• Exercise data:
<<<<
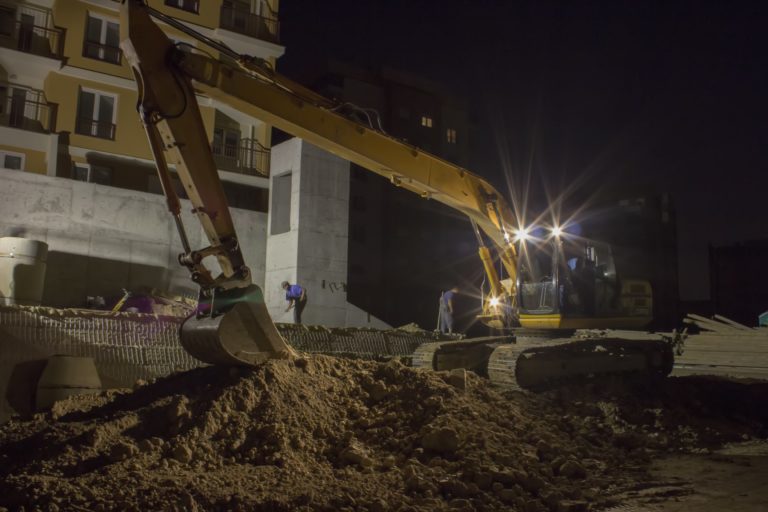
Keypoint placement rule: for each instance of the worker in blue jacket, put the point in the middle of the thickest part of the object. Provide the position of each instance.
(297, 299)
(445, 316)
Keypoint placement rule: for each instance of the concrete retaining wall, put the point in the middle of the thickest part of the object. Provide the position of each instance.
(102, 239)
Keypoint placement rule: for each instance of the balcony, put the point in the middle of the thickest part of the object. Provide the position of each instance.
(28, 38)
(247, 157)
(99, 51)
(18, 111)
(95, 128)
(238, 18)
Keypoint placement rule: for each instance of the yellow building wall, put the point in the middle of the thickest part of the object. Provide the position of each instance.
(129, 134)
(208, 15)
(34, 161)
(130, 138)
(72, 16)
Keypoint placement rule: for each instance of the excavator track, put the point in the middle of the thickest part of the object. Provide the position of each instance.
(547, 363)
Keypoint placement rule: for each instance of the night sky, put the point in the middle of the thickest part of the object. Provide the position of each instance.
(576, 96)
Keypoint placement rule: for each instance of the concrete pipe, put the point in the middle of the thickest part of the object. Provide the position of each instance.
(65, 376)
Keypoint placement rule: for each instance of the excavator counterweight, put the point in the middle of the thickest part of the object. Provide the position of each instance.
(232, 324)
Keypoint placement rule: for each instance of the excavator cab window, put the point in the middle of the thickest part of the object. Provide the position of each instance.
(538, 278)
(588, 282)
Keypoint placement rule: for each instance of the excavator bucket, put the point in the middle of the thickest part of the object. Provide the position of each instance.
(240, 332)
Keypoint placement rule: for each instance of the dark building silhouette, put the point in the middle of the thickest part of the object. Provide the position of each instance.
(403, 249)
(738, 281)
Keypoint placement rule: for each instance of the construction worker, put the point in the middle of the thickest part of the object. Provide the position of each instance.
(297, 299)
(446, 310)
>>>>
• Prompt: With the images omitted, output all entries exactly as given.

• Output:
Keypoint placement rule: for each instance of the worker in blue jacket, put the point in the middle of the thickest part of the object. Provide the position of each instance.
(297, 299)
(445, 316)
Keypoint placement rule: for each instance of the concrete retaining wall, put the point in the middle of the thickest part of the object. Provide the position of each instance.
(102, 239)
Keypoint placement rule: for each instance of the balcony, put the point in the middle of the thickest part of the object. Provide the position of each instance.
(28, 38)
(247, 157)
(99, 51)
(18, 111)
(95, 128)
(238, 18)
Keypoint placement rule: for each instance of the yellow building wall, put the point in the middle of the thickest part of the object. Provide the position of each instance.
(129, 134)
(208, 15)
(34, 161)
(130, 138)
(72, 16)
Keypoint placement rule: for each instance of the excavator track, put the point in the middle of the thickest part of the object. Provide the position of each instance.
(547, 363)
Keypoint placement rule: for each instance of the night sky, put the point in the middle of the thickest part of the object. Provide the position of each instance.
(576, 96)
Keypoint placement rule: for each instance of the concrete pipe, put the point in the middle of the thickest part of the object. Provide the position of each instance.
(65, 376)
Keypoint placement rule: for each instance of the excavator counterweight, put the point in the middle of the thickest part of the object. Provide the position of each instance.
(232, 324)
Keypoint placement rule: for each instance of the excavator cab window, put the point in the middle of the thickest part of the object. Provide the position of each instance.
(538, 278)
(588, 282)
Keypoint placement rule: for each instance of the excavator bucket, put the point in the middle of the thickest part of the object. Provide the position of each instance.
(240, 332)
Keypoint placement rule: for each instance of the dark building silhouette, put the point in the middle of the thickest part of the object. Provide the position of each instance.
(403, 249)
(738, 281)
Keypoint placement rule: for each instance of the construction worker, put the point in the middle of the thickest part of the object. Provide the position of each instance.
(297, 299)
(446, 310)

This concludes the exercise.